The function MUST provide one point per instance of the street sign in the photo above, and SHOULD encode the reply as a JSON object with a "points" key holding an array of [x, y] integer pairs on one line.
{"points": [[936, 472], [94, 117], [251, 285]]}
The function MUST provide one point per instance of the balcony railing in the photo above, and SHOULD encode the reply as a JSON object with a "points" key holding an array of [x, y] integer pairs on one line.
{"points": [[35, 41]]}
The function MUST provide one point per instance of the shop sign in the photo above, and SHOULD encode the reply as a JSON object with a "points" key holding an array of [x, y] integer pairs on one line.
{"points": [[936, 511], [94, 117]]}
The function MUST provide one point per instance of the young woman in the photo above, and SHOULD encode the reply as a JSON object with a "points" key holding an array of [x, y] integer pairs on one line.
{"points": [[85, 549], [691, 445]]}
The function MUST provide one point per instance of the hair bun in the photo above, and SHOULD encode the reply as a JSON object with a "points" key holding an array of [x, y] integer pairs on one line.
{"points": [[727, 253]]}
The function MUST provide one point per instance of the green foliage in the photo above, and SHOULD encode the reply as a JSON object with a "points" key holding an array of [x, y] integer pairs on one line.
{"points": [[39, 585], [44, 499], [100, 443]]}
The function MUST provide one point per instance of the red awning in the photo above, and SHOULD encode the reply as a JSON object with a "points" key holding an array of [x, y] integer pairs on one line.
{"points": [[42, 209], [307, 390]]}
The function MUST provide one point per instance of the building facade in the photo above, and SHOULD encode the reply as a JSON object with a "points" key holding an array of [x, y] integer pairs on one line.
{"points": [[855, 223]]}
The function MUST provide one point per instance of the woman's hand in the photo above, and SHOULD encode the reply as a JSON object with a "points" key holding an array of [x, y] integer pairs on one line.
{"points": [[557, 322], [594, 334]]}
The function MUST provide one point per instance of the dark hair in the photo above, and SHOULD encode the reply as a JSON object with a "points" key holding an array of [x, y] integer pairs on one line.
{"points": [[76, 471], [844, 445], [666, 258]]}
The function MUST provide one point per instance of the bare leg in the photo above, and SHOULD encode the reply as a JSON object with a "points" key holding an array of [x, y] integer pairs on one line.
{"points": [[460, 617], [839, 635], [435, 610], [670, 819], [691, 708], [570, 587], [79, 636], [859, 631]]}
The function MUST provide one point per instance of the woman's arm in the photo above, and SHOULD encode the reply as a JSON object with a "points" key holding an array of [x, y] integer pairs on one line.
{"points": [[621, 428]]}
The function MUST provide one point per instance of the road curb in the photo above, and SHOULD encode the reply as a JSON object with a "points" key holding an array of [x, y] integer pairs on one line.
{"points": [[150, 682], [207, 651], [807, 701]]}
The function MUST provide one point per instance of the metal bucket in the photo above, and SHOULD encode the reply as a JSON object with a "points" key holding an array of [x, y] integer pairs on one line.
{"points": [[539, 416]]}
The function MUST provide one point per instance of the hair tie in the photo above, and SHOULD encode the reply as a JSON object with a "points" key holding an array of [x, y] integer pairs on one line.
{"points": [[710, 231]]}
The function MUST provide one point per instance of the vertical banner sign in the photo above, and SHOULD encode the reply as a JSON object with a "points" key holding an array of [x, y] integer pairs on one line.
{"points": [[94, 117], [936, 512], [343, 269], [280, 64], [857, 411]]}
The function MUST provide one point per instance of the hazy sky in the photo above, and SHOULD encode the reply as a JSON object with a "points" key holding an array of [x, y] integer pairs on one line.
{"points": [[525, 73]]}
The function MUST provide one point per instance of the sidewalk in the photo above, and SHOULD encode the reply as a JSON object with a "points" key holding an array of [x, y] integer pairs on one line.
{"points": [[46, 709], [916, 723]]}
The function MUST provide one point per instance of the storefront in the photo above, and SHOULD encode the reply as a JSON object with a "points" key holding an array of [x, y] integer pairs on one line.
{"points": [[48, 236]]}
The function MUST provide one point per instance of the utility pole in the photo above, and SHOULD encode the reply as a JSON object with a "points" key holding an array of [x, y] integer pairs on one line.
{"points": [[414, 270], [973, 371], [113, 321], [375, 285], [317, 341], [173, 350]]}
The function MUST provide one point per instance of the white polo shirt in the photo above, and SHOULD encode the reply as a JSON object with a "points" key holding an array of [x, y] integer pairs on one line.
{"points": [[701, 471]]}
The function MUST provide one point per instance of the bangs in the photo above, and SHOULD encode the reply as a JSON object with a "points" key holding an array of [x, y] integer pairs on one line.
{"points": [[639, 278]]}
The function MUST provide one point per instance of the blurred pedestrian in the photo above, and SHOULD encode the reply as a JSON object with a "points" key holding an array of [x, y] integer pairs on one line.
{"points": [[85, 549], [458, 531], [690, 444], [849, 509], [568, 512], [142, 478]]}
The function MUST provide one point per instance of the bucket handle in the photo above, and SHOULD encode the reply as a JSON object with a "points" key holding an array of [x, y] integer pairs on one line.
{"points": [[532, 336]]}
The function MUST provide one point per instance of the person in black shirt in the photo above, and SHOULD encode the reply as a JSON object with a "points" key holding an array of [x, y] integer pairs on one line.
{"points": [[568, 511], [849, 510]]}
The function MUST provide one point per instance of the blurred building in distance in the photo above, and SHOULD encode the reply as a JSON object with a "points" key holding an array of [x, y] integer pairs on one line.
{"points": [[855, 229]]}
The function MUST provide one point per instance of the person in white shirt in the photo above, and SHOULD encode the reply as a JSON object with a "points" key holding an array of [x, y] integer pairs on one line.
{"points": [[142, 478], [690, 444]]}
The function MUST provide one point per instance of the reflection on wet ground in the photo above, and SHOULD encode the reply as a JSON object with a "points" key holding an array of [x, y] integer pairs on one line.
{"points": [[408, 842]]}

****

Can you give back the lines from the one holding "The function MUST provide one point per instance of the bangs" through the end of the records, with "integer pairs" changed to "numeric pairs" and nothing else altered?

The function MUST provide one point per instance of the bangs in the photo above, and SHOULD encode the reply as a JSON object with a "points" key holding an array of [x, y] numeric pairs on one line.
{"points": [[639, 278]]}
The function MUST provide one point per instance of the blurred pedestrian in the photo above, and SHOULD encode the reply as a JSON object with a "points" key holding an array of [x, y] numeric pairs on one line.
{"points": [[85, 549], [458, 531], [690, 444], [849, 509], [568, 512], [142, 478]]}
The function MUST provide one point per instance of the bucket handle in the photo above, and SHOULD encode the reply as a JSON object with a "points" key holding an array of [x, y] numeric pairs on one line.
{"points": [[532, 336]]}
The function MUST provide one point per instance of the person in black shirt in the photo above, and SHOULD encode the reply as a JSON object with a "points" key holding an array of [x, y] numeric pairs on one line.
{"points": [[568, 511], [849, 510]]}
The function MUST provide one point per instance of the blurred building in distance in the photo above, and SHOULD encode the reply as a JSON object with a "points" key holding an array of [x, y] numeric pairs on one line.
{"points": [[855, 229]]}
The function MUST provide one point per instance of the person in white shirt in the photo above, and SHOULD encode the reply as a JSON object with a "points" key holding an array of [x, y] numeric pairs on one line.
{"points": [[142, 478], [690, 444]]}
The function MUST provide one point per instance of the reflection on wet ground in the photo above, and SHOULD encode the reply as a JSON object with a "points" key holding an array of [x, y] numeric pairs on one line.
{"points": [[408, 842]]}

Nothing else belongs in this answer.